**Given exercise 1**
Count the lines in the entries that contain the string "edge", with case counting, and reply with the number only.

━━ Passage shown ━━

SuperLearnerMacro

Usage details

The sas script containing the SuperLearner macro actually contains 4 main macros: %SuperLearner, %_SuperLearner, %CVSuperLearner macro, and %_CVSuperLearner

0. Installing the macro

Option 1 - run the following two lines in SAS (requires internet connection each SAS session in which super learner is used):

FILENAME slgh URL "https://cirl-unc.github.io/SuperLearnerMacro/super_learner_macro.sas";
%INCLUDE slgh;

Option 2 - install from release version (requires initial internet connection):

Navigate to the release page of the super learner macro here
Download the zip/tar.gz file to your computer and open/unzip the file - you should see a folder called SuperLearnerMacro-XXXX, where XXXX is the release number
Run the following two lines in SAS (replacing appropriate path names):

FILENAME slgh "C:/path/to/SuperLearnerMacro-XXXX/super_learner_macro.sas";
%INCLUDE slgh;

Some examples of using the %SuperLearner macro are available here

1. Using %SuperLearner macro

Stacking is based on what Wolpert refers to as a set of ‘level-0’ models and a ‘level-1’ model, indexed by parameters $\mathbf{\beta}_m$ and $\mathbf{\alpha}$ in some study sample S. Where

Level-0: $\hat{Y}_{m}=f_m(\mathbf{x};\mathbf{\beta}_m,S)\mbox{ for }m\in1,\ldots,M$

Level-1: $\hat{Y}_{sl}=f_{sl}(\hat{\mathbf{Y}}_{\bar{m}};\mathbf{\alpha},S)$

The parameterization of the macro is based loosely on this notation. Each level-0 model is referred to as a ‘learner’ in the super learner library. A call to super learner is structured as follows:

%SuperLearner(
 Y=,
 X=,
 library=, 
 indata=, 
 preddata=, 
 outdata=sl_out,
 dist=GAUSSIAN,
 method=NNLS,
 id=,
 by=,
 intvars=,
 binary_predictors=,
 ordinal_predictors=,
 nominal_predictors=,
 continuous_predictors=,
 weight=, 
 trtstrat=false, 
 folds=10 
);

Macro parameters include the following:

Y: [value = variable name] the target variable, or outcome
X: [value = blank, or a space separated list of variable names] predictors of Y on the right side of the level-0 models. Note that this is a convenience function for the individual [coding]_predictors macro variables. The macro will make a guess at whether each predictor in X is continuous, categorical, or binary. (OPTIONAL but at least one of the X or [coding]_predictors - binary_predictors, ordinal_predictors, nominal_predictors, continuous_predictors - parameters must be specified, as described below). If X is specified and any one of the [coding]_predictors has a value, the macro will generate an error.
library: [value = a space separated list of learners] the names of the m level-0 models (e.g. glm lasso cart). A single learner can be used here if you only wish to know the cross-validated expected loss (e.g. mean-squared error). See all available default learners here and how to construct new learners here
indata: [value = an existing dataset name] the dataset used for analysis that contains Y and all predictors (and weight variables, if needed)

━━━

**Given exercise 2**
In the macro usage notes, turn the paragraph beginning "X: [value = blank" into a short bulleted list that keeps its main facts.

━━ Extracted entries ━━

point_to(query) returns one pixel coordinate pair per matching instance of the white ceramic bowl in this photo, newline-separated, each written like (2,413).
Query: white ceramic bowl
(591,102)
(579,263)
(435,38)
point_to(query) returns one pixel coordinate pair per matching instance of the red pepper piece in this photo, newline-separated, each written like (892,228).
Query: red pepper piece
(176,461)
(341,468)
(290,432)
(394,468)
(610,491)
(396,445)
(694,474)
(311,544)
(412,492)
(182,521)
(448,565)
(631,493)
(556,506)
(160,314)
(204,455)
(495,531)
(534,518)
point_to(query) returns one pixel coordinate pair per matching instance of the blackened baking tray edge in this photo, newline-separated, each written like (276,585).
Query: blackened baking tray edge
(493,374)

━━━
━━ Extracted entries ━━

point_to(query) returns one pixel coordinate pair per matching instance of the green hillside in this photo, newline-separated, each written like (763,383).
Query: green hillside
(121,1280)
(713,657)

━━━
━━ Extracted entries ━━

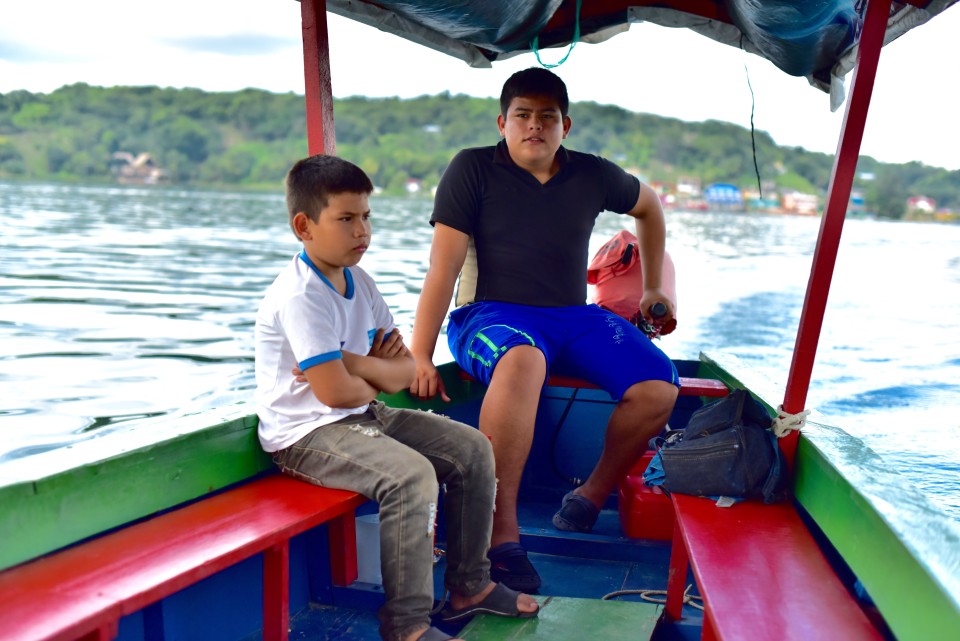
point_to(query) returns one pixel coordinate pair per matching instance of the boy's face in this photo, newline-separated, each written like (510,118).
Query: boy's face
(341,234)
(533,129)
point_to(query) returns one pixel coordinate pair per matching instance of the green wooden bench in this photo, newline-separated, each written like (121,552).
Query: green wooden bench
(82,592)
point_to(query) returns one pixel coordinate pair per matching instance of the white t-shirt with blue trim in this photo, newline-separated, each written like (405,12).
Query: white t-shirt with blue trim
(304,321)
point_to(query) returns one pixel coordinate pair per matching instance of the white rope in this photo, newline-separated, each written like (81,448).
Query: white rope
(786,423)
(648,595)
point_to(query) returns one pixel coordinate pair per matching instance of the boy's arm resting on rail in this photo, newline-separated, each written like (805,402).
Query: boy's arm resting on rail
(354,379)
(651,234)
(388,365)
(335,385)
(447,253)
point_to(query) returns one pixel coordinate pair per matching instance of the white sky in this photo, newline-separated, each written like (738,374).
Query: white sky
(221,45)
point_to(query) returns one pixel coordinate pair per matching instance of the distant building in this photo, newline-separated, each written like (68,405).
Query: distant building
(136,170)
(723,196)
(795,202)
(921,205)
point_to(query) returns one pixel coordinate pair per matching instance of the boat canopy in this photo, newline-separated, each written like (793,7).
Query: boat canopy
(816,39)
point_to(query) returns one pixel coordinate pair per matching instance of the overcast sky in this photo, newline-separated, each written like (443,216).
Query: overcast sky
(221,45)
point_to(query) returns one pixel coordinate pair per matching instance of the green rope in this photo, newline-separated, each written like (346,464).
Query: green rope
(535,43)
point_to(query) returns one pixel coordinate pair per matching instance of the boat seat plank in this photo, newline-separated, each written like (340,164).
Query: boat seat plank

━━━

**Correct answer 1**
2

**Correct answer 2**
- X takes either a blank value or a space-separated list of variable names. These are the predictors of Y on the right side of the level-0 models.
- It is a convenience function for the individual [coding]_predictors macro variables.
- The macro guesses whether each predictor in X is continuous, categorical, or binary.
- X is optional. However, at least one of X or the [coding]_predictors parameters (binary_predictors, ordinal_predictors, nominal_predictors, continuous_predictors) must be specified.
- Specifying X while any [coding]_predictors parameter has a value makes the macro generate an error.